:: WHAT THIS EXERCISE ASKS ::
1. Decide whether each statement below agrees with the appeal text. Answer yes or no for each and quote the words that settle it. (a) The conviction permanently bars Mr Handy from holding a security certificate. (b) Mr Handy was born in the United States of America. (c) Simon France J found that trial counsel had made an error.
2. Print everything in the appeal text from "[26]     In the District" down to "heard the witness.".

=== SOURCE ===

Appeal to the High Court

  1. Mr Handy’s appeal to the High Court against the conviction was founded on a challenge to the conduct of his trial counsel in the District Court.  The challenge to the decision that he should not be discharged without a conviction was founded on assertions that conviction would create difficulties with his employment prospects and with immigration matters that would be out of all proportion to the gravity of the offence.[5]

    [5]Sentencing Act 2002, ss 106 and 107.

  2. In dismissing the appeal, Simon France J found there was no error by trial counsel: Mr Handy had been competently represented and in accordance with his essential instructions; the agreed defence was put; and, Mr Handy’s evidence properly led.  The Judge concluded that there was no other basis on which the finding that Mr Handy was guilty of assault should be overturned.

  3. On the issue of the discharge without conviction, Simon France J said:[6]

    [24]     Mr Handy works in the security area and has done so for some time.  The nature of the work he has been consistently engaged in requires that he hold a certificate issued by the Private Security Personnel Licensing Authority.  The conviction will be a bar from holding such a certificate for a period of seven years, although it is possible to seek a waiver.

    [25]     Mr Handy resides in New Zealand pursuant to a residence class visa but with expired travel conditions.  That means if he leaves New Zealand he would need to make further immigration applications.  Mr Handy is concerned about the impact a conviction would have on such applications.  The restriction on his ability to travel is heightened by the fact that he was born in the United States of America so has obvious reasons to want to be able to travel freely.  Mr Handy also notes that he has physical and health restrictions that make the type of work he has been doing particularly suitable.  He is otherwise limited in the range of suitable employment opportunities.

    [26]     In the District Court the application was declined because the Court considered the consequences of a conviction to be largely speculative and because of its assessment of the nature of the offence.  Although charged under s 9 of the Summary Offences Act 1981, the Judge noted that the assault had had particularly significant effects on the victim.  His Honour was of course best placed to assess that aspect, having seen and heard the witness.

    [27]     I accept, perhaps more than the District Court, that there will be consequences for Mr Handy.  He will need to seek a waiver for a security certificate, and it will be a matter to be disclosed on any immigration application.  I do agree, however, that the conviction is not an absolute bar.  It will weaken Mr Handy’s position, but no more than that.  I also note that the quantum of the fine, and the Act under which a charge was brought, will be recognised by decision makers as an indication of the level of offending.

=== SOURCE MATERIAL ===

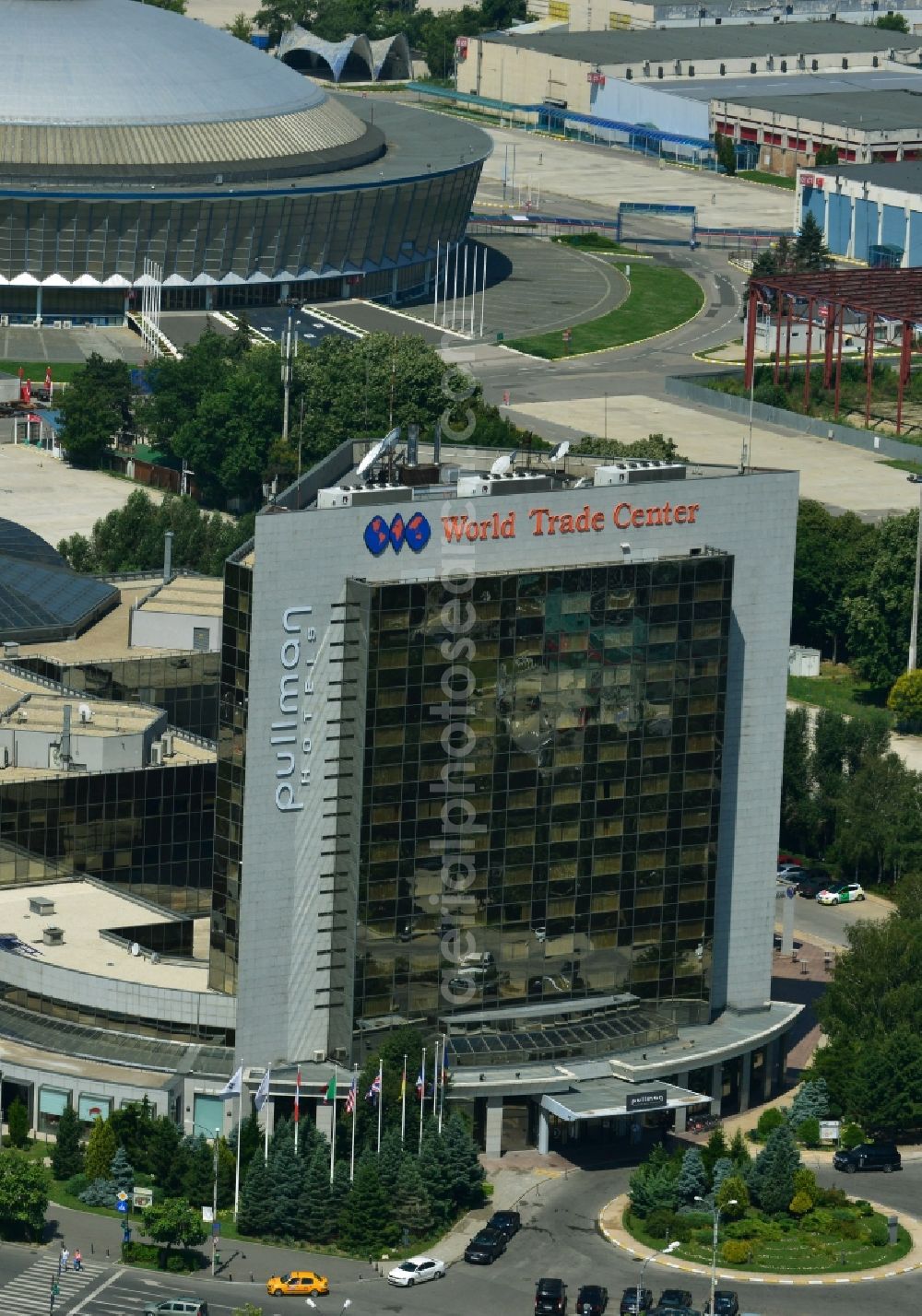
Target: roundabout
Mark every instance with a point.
(611, 1227)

===

:: THE SOLUTIONS ::
1.
(a) No: "The conviction will be a bar from holding such a certificate for a period of seven years, although it is possible to seek a waiver."
(b) Yes: "he was born in the United States of America"
(c) No: "Simon France J found there was no error by trial counsel"

2.
[26]     In the District Court the application was declined because the Court considered the consequences of a conviction to be largely speculative and because of its assessment of the nature of the offence.  Although charged under s 9 of the Summary Offences Act 1981, the Judge noted that the assault had had particularly significant effects on the victim.  His Honour was of course best placed to assess that aspect, having seen and heard the witness.